• **Problem details**
Your task is to write out the entire listing exactly, omitting its pictures.
::::::
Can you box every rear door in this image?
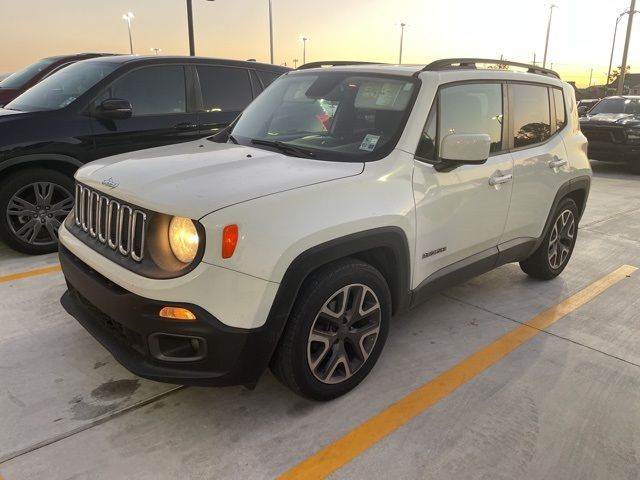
[195,65,254,136]
[501,83,570,242]
[90,64,201,159]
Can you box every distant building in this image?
[629,84,640,95]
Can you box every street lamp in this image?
[542,4,557,68]
[617,0,637,95]
[300,36,309,65]
[186,0,214,56]
[122,12,134,55]
[398,22,407,64]
[186,0,275,63]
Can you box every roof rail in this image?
[419,58,560,79]
[297,61,386,70]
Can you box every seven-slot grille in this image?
[74,184,147,262]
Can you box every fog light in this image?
[159,306,196,321]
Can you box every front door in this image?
[412,82,513,288]
[89,65,201,160]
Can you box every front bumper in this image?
[586,141,640,163]
[59,245,280,386]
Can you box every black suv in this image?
[579,96,640,173]
[0,56,289,254]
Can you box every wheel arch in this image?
[263,226,412,361]
[0,154,82,181]
[535,175,591,251]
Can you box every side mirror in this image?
[97,98,132,119]
[439,133,491,165]
[577,105,589,117]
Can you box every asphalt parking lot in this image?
[1,161,639,480]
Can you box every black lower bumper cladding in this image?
[58,245,277,387]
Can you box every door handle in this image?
[488,173,513,186]
[549,157,567,169]
[174,122,197,130]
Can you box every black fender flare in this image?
[260,226,412,363]
[534,175,591,251]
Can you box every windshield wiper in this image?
[228,134,239,144]
[251,139,316,158]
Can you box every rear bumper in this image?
[59,245,279,387]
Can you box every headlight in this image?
[168,216,199,263]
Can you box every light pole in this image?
[617,0,637,95]
[300,36,308,65]
[293,58,298,68]
[186,0,216,56]
[122,12,134,54]
[268,0,274,64]
[606,10,631,96]
[186,0,274,62]
[398,22,407,64]
[542,4,557,68]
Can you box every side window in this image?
[439,83,504,153]
[109,66,186,116]
[256,70,282,89]
[416,107,436,160]
[196,66,253,113]
[511,84,551,148]
[552,88,566,132]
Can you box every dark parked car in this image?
[0,53,115,107]
[577,98,600,116]
[0,56,289,254]
[579,96,640,174]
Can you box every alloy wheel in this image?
[6,182,74,246]
[548,209,575,269]
[307,283,382,385]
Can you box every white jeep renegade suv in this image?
[59,59,591,400]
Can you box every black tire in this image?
[520,197,579,280]
[0,168,75,255]
[271,258,391,401]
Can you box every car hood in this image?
[580,113,640,127]
[76,139,365,219]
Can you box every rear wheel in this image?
[520,197,579,280]
[271,259,391,400]
[0,168,74,254]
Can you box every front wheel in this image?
[0,168,75,255]
[520,197,579,280]
[271,259,391,400]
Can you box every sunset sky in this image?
[1,0,638,87]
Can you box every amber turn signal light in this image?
[159,307,196,321]
[222,224,239,259]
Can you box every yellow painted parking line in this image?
[0,265,62,283]
[279,265,638,480]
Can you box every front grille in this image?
[581,126,626,144]
[74,184,146,262]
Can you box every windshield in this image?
[5,61,117,112]
[230,72,418,161]
[589,97,640,115]
[0,58,58,89]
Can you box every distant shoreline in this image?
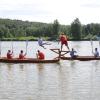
::::::
• **Task solution**
Can you box every rear door in this image?
[195,65,254,136]
[501,83,570,242]
[90,64,201,159]
Can you box every distant building in this image?
[629,84,640,95]
Can you box every street lamp in this image?
[542,4,557,68]
[617,0,637,95]
[300,36,309,65]
[186,0,214,56]
[122,12,134,55]
[398,22,407,64]
[186,0,275,63]
Can you box every roof rail in this image?
[419,58,560,79]
[297,61,386,70]
Can you box every seven-slot grille in this image?
[74,184,147,262]
Can you box every fog light in this image?
[159,306,196,321]
Can you box every front door in this image?
[412,82,513,288]
[89,65,201,160]
Can you box every front bumper in this image?
[586,141,640,163]
[59,245,280,386]
Can you box every black suv in this image?
[579,96,640,173]
[0,56,289,254]
Can you box every wheel arch in this image?
[263,226,412,361]
[0,154,82,181]
[535,175,591,251]
Can you box every side mirror in this image?
[97,98,132,119]
[439,133,491,165]
[577,105,589,117]
Can you box every asphalt parking lot in this image?
[1,161,639,480]
Can you box every black lower bumper cladding in this image?
[58,245,277,387]
Can you box every door handle in this image?
[488,173,513,186]
[549,157,567,169]
[174,122,197,130]
Can you box every black fender flare in this image?
[260,226,412,363]
[534,175,591,251]
Can you box every windshield wiper in this image?
[228,134,239,144]
[251,139,316,158]
Can you box every rear bumper in this image?
[59,245,279,387]
Can you box every headlight in this image?
[168,216,199,263]
Can you box every light pole in this image?
[617,0,637,95]
[300,36,308,65]
[293,58,298,68]
[186,0,216,56]
[122,12,134,54]
[268,0,274,64]
[606,10,631,96]
[186,0,274,62]
[398,22,407,64]
[542,4,557,68]
Can you box every side window in this image?
[439,83,504,153]
[109,66,186,116]
[256,70,282,89]
[416,107,436,160]
[196,66,253,113]
[511,84,551,148]
[552,88,566,132]
Can you box every dark parked car in this image?
[0,53,115,107]
[577,98,600,116]
[0,56,289,254]
[579,96,640,174]
Can you box every alloy wheel in this image?
[6,182,74,246]
[548,209,575,269]
[307,283,382,385]
Can you box every white jeep renegade suv in this image?
[59,59,591,400]
Can you box every black tire in this image?
[520,197,579,280]
[0,168,75,255]
[271,258,391,401]
Can you box every car hood in this image?
[580,113,640,127]
[76,139,365,219]
Can you box every rear wheel in this image?
[520,197,579,280]
[271,259,391,400]
[0,168,74,254]
Can you box every front wheel in this image?
[0,168,75,255]
[520,197,579,280]
[271,259,391,400]
Can you box every sunset sky in this image?
[1,0,638,87]
Can you box every amber turn signal light in this image?
[159,307,196,321]
[222,224,239,259]
Can you box every yellow painted parking line in this image?
[0,265,62,283]
[279,265,638,480]
Can you box every front grille in this image?
[581,126,626,144]
[74,184,146,262]
Can you box every windshield in this image?
[5,61,117,112]
[230,72,418,161]
[589,97,640,115]
[0,58,58,89]
Can you box every distant shoreline in this image?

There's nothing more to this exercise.